#### TEXTO CITADO ####

Avanços legislativos e os desafios da realidade brasileira: A convenção interamericana e um caso recente de discriminação no ambiente de trabalho

Autor: Carla Reita Faria Leal e Amanda Cunha da Costa

12 Jul 2024 - 08:00

Após quase 10 anos de ter sido firmada pelo governo brasileiro, em janeiro de 2022,   foi promulgada a Convenção Interamericana contra o Racismo, a Discriminação Racial e Formas Correlatas de Intolerância por meio do Decreto n.º 10.932, tendo isso ocorrido através do trâmite legislativo previsto § 3º do art. 5º da Constituição Federal, deste modo, tal tratado internacional ingressou no ordenamento jurídico brasileiro com o status de emenda constitucional.

Com esta promulgação, o Brasil se comprometeu perante a comunidade internacional que atuará para “prevenir, eliminar, proibir e punir todos os atos e manifestações de racismo, discriminação racial e formas correlatas de intolerância”, colocando-se, assim, em sintonia com a agenda internacional e reforçando o aparato para garantir a igualdade e proteger os direitos fundamentais, com base neste caso de perspectiva de raça, conforme estabelecido na Constituição Federal de 1988.

Nas últimas décadas, ainda que lentamente, o país tem se destacado na aprovação de instrumentos normativos e de políticas públicas voltadas para o combate ao racismo e da discriminação em suas diversas formas, visando promover a igualdade de oportunidades para a população negra e afrodescendente no Brasil.

####

LISTA DE TAREFAS:
1 – De acordo com o texto sobre a convenção interamericana contra o racismo, qual decreto promulgou essa convenção?
2 – Retome o texto sobre a convenção interamericana contra o racismo logo após a última frase apresentada.

#### DADOS REGISTRADOS ####

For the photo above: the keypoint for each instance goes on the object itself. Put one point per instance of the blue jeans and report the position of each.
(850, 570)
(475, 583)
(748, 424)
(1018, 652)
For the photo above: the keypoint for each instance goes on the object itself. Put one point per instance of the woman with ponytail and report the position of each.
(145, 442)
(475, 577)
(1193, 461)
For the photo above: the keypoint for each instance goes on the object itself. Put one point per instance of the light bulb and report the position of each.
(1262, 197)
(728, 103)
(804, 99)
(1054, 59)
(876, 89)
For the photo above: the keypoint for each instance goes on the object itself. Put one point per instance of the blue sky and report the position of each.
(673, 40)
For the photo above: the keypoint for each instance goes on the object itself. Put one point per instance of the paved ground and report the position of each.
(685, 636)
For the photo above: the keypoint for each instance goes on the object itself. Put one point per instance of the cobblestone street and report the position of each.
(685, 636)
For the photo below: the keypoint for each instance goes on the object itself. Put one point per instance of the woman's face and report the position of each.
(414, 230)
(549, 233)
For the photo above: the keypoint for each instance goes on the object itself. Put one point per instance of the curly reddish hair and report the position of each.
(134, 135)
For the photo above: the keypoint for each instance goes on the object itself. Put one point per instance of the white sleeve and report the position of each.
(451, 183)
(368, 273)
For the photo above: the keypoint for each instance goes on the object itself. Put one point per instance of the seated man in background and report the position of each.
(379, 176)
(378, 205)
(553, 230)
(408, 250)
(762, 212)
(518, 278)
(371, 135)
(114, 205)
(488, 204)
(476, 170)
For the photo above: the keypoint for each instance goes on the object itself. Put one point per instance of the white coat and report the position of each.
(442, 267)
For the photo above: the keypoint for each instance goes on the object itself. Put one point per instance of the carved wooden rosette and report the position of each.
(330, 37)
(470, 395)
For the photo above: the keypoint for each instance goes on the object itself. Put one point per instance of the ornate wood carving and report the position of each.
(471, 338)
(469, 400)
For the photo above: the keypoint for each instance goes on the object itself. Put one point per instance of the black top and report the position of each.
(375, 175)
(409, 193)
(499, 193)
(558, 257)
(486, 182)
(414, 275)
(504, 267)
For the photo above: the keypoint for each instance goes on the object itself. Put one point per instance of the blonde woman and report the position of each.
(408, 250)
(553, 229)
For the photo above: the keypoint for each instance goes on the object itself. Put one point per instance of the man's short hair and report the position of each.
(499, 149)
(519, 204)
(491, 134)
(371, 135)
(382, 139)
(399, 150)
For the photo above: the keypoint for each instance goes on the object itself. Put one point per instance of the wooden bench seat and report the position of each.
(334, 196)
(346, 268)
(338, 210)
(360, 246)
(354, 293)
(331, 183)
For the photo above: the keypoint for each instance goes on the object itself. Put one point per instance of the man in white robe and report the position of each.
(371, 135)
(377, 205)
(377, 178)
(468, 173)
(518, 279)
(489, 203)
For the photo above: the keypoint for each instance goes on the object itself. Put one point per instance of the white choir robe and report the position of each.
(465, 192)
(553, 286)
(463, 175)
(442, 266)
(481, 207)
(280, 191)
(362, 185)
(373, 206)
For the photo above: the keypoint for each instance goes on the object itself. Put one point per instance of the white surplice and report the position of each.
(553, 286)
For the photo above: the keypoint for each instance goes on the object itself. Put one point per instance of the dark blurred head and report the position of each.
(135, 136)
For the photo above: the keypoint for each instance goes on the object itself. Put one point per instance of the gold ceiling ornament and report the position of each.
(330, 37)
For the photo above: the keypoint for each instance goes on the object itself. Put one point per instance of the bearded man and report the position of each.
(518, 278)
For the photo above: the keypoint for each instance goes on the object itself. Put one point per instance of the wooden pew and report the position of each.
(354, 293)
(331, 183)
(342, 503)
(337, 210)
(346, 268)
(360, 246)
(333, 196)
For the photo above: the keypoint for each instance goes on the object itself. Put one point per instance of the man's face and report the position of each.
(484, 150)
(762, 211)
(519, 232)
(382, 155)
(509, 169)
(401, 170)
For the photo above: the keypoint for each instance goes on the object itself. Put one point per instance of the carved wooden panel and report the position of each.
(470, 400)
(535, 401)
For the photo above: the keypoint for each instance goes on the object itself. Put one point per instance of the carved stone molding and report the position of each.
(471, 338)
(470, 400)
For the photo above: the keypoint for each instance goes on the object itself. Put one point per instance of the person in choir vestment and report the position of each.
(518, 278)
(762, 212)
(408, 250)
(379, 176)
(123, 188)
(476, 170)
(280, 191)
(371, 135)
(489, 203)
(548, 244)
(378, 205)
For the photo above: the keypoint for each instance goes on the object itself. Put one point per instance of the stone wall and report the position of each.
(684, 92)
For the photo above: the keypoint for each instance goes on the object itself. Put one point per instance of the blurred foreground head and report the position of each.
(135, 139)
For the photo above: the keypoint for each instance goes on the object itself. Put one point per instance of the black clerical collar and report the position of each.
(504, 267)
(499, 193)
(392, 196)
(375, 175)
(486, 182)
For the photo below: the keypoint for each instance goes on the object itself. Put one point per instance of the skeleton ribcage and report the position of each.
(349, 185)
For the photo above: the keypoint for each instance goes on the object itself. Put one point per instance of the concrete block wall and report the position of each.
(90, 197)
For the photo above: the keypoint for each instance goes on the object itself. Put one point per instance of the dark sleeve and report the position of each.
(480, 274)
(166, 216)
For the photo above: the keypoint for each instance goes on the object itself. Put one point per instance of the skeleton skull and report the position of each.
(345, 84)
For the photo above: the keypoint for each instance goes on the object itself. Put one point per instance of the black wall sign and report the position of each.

####

RESPOSTAS ÀS TAREFAS:
1 – O Decreto n.º 10.932.

2 –
Exemplos disso são o destaque, na Constituição Federal de 1988, dos princípios da igualdade e da proibição de discriminação racial, a aprovação da Lei Caó, que em 1985 incluiu entre as contravenções penais os atos resultantes de preconceito de raça, de cor, de sexo ou estado civil, e das Leis n.º 7.716/1989 e n.º 14.532/2023, que criminalizam condutas racistas, assim como a aprovação do Estatuto da Igualdade Racial e da Lei das Cotas em universidades e concursos públicos, que buscam corrigir desigualdades históricas, garantindo acesso equitativo a empregos e educação.

Entretanto, apesar desses avanços legislativos, ainda temos muito a evoluir como sociedade para que o preconceito e a discriminação, que continuam a desafiar essas iniciativas, sejam eliminados.

Recentemente, um caso emblemático ocorreu em uma escola na cidade de Batatais, São Paulo, onde uma professora negra foi alvo de discriminação racial e de gênero durante uma reunião com a coordenação, a diretoria e a mantenedora da instituição. Segundo consta dos autos, o diretor da escola teria proferido um comentário extremamente preconceituoso, sugerindo que, devido ao cenário econômico e ao fato de ser mulher negra, se demitida, sobraria para a professora apenas a opção de trabalhar como babá. A fala do diretor refletiu um cenário preocupante de injustiça racial e de gênero, destacando as profundas desigualdade e discriminação que ainda permeiam nossa sociedade.

O Tribunal Regional do Trabalho da 15ª Região (TRT15) condenou a escola ao pagamento de R$ 15 mil em indenização por danos morais, destacando que as palavras do diretor foram claramente discriminatórias. A relatora do caso, juíza convocada Marina de Siqueira Ferreira Zerbinatti, enfatizou que tais afirmações não apenas limitaram as oportunidades de trabalho da professora, mas também perpetuaram injustiças raciais e de gênero.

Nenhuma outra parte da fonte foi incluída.